» Required action: Show all lines from the data that include the word "fixture".
(Material for this task Opens)
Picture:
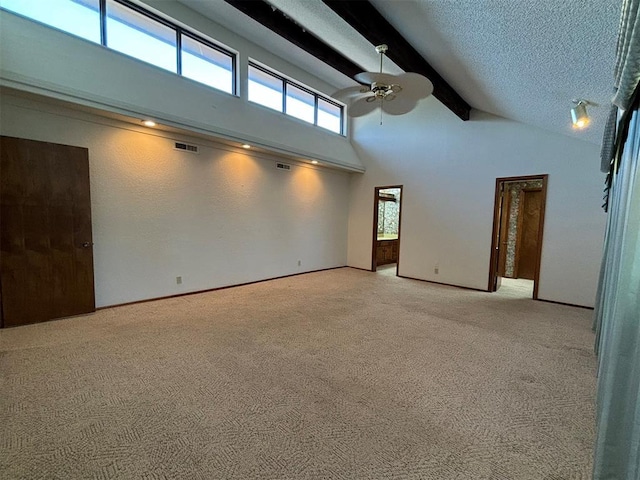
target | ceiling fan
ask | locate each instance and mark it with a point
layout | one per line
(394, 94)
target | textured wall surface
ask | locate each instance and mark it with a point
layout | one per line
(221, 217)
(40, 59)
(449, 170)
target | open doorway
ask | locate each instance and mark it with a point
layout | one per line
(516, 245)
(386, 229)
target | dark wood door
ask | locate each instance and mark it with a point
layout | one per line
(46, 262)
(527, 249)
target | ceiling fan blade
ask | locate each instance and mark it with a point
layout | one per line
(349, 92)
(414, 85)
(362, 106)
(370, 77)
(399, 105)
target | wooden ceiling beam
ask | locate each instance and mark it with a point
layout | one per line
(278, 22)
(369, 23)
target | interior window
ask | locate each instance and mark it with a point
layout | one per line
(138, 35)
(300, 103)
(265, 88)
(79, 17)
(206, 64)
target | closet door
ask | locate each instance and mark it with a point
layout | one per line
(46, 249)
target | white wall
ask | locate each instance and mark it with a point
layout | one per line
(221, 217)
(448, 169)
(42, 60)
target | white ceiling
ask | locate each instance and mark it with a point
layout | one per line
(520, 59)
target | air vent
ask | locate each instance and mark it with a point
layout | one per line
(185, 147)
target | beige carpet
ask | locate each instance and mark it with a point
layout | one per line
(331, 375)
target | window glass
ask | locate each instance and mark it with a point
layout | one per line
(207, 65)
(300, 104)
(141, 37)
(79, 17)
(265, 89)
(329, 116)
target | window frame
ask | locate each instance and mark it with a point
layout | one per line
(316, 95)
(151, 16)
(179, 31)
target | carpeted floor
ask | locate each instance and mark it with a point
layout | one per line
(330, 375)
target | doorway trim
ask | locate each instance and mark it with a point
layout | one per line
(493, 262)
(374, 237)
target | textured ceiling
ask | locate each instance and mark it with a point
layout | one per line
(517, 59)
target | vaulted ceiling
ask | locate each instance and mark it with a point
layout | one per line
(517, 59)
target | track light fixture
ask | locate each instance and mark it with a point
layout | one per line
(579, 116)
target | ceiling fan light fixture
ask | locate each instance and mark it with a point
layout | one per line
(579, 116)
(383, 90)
(Material for this task Closes)
(Material for this task Opens)
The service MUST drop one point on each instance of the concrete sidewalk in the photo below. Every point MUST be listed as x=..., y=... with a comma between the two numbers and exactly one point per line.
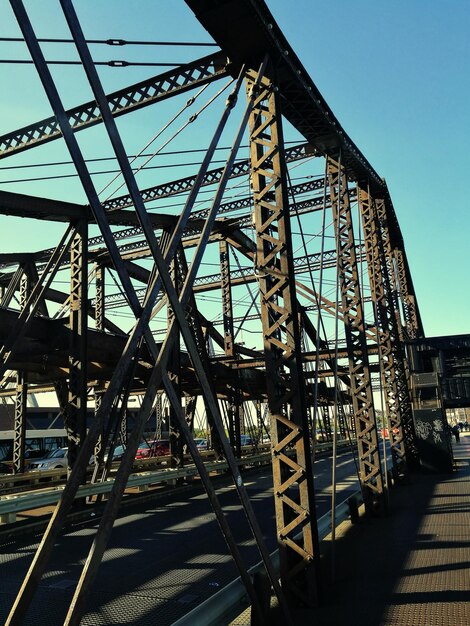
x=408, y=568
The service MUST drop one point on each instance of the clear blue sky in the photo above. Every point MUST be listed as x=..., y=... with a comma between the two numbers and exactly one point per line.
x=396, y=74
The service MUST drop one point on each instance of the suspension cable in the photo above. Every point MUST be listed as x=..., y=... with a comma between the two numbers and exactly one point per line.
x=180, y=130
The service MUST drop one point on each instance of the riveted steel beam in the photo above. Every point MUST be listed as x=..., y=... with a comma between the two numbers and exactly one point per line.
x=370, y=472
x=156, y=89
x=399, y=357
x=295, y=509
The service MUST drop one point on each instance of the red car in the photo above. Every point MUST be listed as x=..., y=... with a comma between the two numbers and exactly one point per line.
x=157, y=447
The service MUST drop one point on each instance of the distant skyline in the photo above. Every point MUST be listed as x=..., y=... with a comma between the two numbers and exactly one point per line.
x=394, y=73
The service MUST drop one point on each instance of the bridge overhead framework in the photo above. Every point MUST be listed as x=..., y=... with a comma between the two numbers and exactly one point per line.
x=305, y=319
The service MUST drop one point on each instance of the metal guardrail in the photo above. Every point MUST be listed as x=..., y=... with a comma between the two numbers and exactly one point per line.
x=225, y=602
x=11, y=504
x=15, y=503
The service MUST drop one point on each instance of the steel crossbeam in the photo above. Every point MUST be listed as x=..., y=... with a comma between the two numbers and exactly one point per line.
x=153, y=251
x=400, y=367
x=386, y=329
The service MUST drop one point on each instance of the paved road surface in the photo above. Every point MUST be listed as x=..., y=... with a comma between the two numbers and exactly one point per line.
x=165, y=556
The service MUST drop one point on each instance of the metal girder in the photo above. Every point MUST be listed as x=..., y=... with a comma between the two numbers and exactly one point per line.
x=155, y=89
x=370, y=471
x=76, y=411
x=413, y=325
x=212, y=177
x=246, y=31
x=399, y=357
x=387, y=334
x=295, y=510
(Material for this task Closes)
» Result of the exercise:
target | track light fixture
target | ceiling fan light fixture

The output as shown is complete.